> _Dataset excerpts_:
┏━━
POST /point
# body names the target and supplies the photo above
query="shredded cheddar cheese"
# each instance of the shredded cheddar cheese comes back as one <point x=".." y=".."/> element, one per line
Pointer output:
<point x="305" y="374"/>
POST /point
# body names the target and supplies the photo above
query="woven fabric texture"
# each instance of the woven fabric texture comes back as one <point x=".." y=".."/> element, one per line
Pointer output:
┗━━
Repeat all of the entries exactly.

POST /point
# body names the target and supplies the photo above
query="shredded cheddar cheese"
# each instance of the shredded cheddar cheese comes back as one <point x=".." y=".."/> element, one per line
Pointer output:
<point x="305" y="374"/>
POST /point
# body names the target and supplies the photo above
query="woven fabric texture"
# each instance of the woven fabric texture comes back as one <point x=".." y=".."/> element, one per line
Pointer output:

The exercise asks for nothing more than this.